** THE INPUT follows **

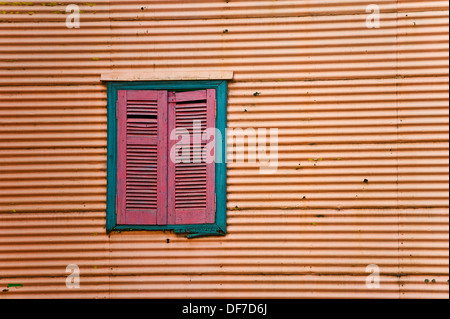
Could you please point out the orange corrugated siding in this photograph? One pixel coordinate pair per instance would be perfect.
(371, 104)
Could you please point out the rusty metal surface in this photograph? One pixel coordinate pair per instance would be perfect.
(351, 104)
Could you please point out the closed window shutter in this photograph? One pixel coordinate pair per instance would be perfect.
(142, 157)
(191, 186)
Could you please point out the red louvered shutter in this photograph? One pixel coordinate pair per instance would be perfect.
(142, 157)
(191, 186)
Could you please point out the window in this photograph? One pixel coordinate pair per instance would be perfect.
(159, 174)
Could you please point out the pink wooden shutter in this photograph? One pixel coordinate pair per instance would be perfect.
(142, 157)
(191, 185)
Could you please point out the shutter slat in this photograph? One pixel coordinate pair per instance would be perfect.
(191, 185)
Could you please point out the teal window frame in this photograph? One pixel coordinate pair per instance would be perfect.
(219, 228)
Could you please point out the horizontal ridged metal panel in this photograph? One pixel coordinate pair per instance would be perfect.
(363, 148)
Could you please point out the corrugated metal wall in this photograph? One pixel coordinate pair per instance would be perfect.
(351, 104)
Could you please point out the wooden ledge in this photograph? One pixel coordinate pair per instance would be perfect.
(167, 76)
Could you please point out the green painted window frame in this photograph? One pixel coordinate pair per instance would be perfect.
(219, 228)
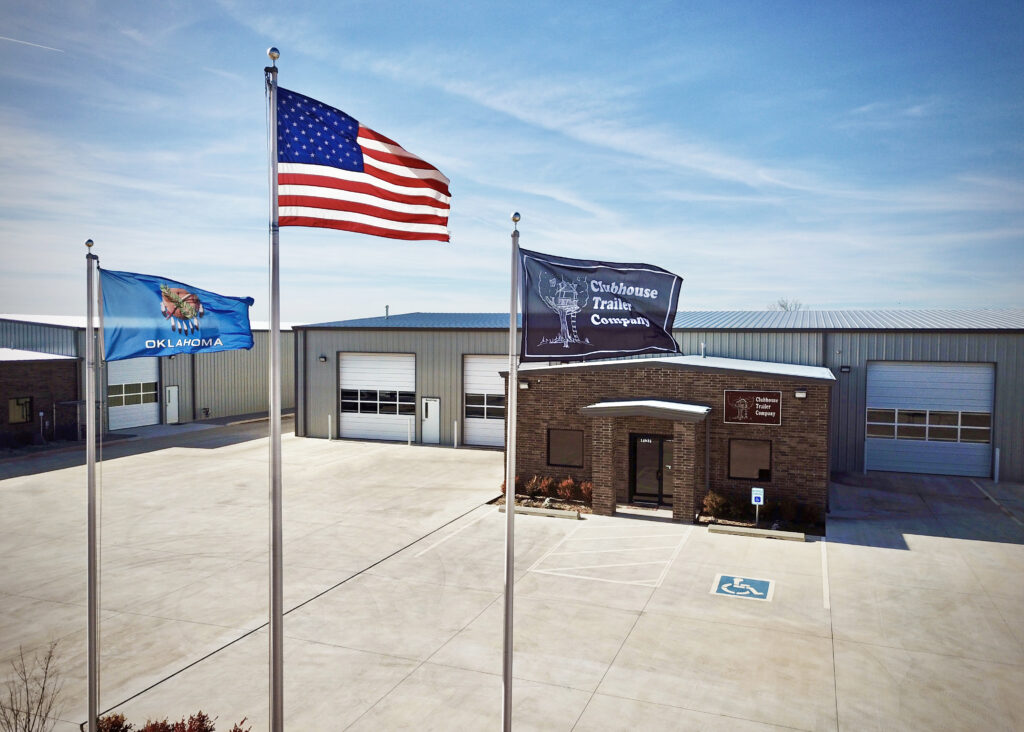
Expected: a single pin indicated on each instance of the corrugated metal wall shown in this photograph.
(438, 369)
(39, 337)
(856, 349)
(230, 383)
(439, 354)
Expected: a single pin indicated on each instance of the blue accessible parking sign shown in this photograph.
(748, 588)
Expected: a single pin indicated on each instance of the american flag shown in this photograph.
(335, 173)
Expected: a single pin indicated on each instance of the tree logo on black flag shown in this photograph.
(566, 298)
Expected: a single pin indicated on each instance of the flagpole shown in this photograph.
(276, 565)
(513, 388)
(92, 632)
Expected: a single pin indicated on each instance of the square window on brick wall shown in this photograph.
(565, 448)
(19, 410)
(750, 459)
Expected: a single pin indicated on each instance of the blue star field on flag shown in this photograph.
(309, 131)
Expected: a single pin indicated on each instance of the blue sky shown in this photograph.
(864, 155)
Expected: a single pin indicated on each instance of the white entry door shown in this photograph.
(171, 403)
(430, 419)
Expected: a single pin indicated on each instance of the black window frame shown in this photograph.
(763, 475)
(26, 401)
(582, 447)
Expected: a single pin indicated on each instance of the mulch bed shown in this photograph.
(813, 529)
(547, 504)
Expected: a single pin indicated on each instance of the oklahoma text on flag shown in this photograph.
(579, 309)
(145, 315)
(335, 173)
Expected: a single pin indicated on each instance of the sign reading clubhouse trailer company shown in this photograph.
(146, 315)
(753, 407)
(579, 309)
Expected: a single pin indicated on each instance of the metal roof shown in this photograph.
(660, 408)
(1010, 319)
(16, 354)
(710, 362)
(851, 320)
(429, 320)
(79, 321)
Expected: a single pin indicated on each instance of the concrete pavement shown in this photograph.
(906, 617)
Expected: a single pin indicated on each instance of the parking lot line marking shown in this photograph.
(604, 566)
(824, 576)
(641, 583)
(547, 554)
(988, 496)
(668, 564)
(461, 528)
(612, 539)
(608, 551)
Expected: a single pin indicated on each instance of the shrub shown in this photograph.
(32, 697)
(518, 488)
(115, 723)
(715, 505)
(196, 723)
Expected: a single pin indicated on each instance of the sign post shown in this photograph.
(758, 499)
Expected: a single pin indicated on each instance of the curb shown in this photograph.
(551, 513)
(759, 532)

** End of THE INPUT **

No image belongs in the copy. Transcribe the full listing verbatim.

SOLUTION FOR THIS TASK
Could you please point out the orange corrugated siding in this photograph? One pixel coordinate pair per instance would be perfect.
(371, 104)
Could you please point out the rusty metal surface in this photograph? One pixel coordinate pair per instance would be perfect.
(351, 104)
Could you please point out the closed window shutter in this photograph? One pixel coordinate pair per instance would be perfect.
(142, 157)
(191, 186)
Could you please point out the red louvered shutter in this photograph? One pixel coordinate pair per instance would be perfect.
(142, 157)
(191, 186)
Could you please point out the window in this photograph? One pixel coordinate pair per instance would be perfect.
(159, 174)
Could you please point out the pink wooden shutter in this photograph? One pixel coordinate pair per instance would be perfect.
(142, 157)
(191, 185)
Could you please point out the shutter slat in this photograph? One pixel coordinate pair per instance would be perfect.
(191, 185)
Could you please point out the teal window frame in this photograph? One pixel coordinate pair per instance would be perfect.
(219, 228)
Could you please point out the horizontal ridged metal panel in this photograph? One pixel coordinate pair per instance would be perfect.
(363, 148)
Could you please point out the corrugated metal wall in this photograph? One pixel coordinate pair per instance would be perfect.
(351, 104)
Could you please point out the wooden ledge in this photograph? One pixel coordinate pair per instance would be perfect.
(167, 76)
Could you please point out the green painted window frame in this photograph? One pixel coordinate pair per instance would be perfect.
(219, 228)
Expected: a single pin indicated on each instance of the corrugated metal wall shown in this photograph.
(438, 369)
(39, 337)
(856, 349)
(230, 383)
(439, 354)
Expected: a single pin indicated on each instance of the blue accessible parking sign shown in this photograph.
(748, 588)
Expected: a single pin indicated on each instance of the american flag shown in this photograph.
(335, 173)
Expected: a single pin indicated on each instance of the tree logo on black flag shown in this photograph.
(566, 298)
Expected: a single pin indicated on each instance of the flagpole shown in this photograph.
(276, 565)
(513, 388)
(92, 632)
Expected: a single pin indicated on each instance of the square window on brick wall shown in this photograph.
(565, 448)
(19, 410)
(750, 459)
Expected: a single pin indicated on each instance of the blue star field on flag shown in this photograph.
(309, 131)
Expected: a single pin indicated on each instance of the blue sky shown in this photograph.
(864, 155)
Expected: a single pin indicated on each instance of the white entry door shown in this photograph.
(171, 403)
(430, 419)
Expected: a single pin indicated on each instance of the black window frame shown in this photograph.
(763, 475)
(26, 401)
(582, 447)
Expected: a single pin indicated on each instance of the mulch bed shown in this photograph.
(813, 529)
(547, 504)
Expected: a single pin indicated on each instance of the oklahoma text on flag shown in this photograph.
(579, 309)
(145, 315)
(335, 173)
Expected: a single pin indicated on each instance of the sign reading clubhouse trailer company shown in this photograph.
(146, 315)
(753, 407)
(579, 309)
Expected: a single pin indicated on each instance of the metal roof shown in this photograph.
(660, 408)
(1010, 319)
(16, 354)
(710, 362)
(851, 320)
(429, 320)
(79, 321)
Expected: a single pin indicated on each instance of the concrete pavement shown in this photograph.
(906, 617)
Expected: a single pin indicated on each instance of the parking lot line marking shown in this photograph.
(604, 566)
(824, 576)
(641, 583)
(547, 554)
(988, 496)
(668, 564)
(461, 528)
(612, 539)
(608, 551)
Expected: a single pin indicated on each instance of the shrub shown in this photograph.
(32, 697)
(518, 488)
(115, 723)
(715, 505)
(196, 723)
Expected: a single pin indicated on each instance of the sign post shown in this photograph.
(758, 499)
Expected: a single pin indicated on each instance of the curb shown in this photograph.
(551, 513)
(759, 532)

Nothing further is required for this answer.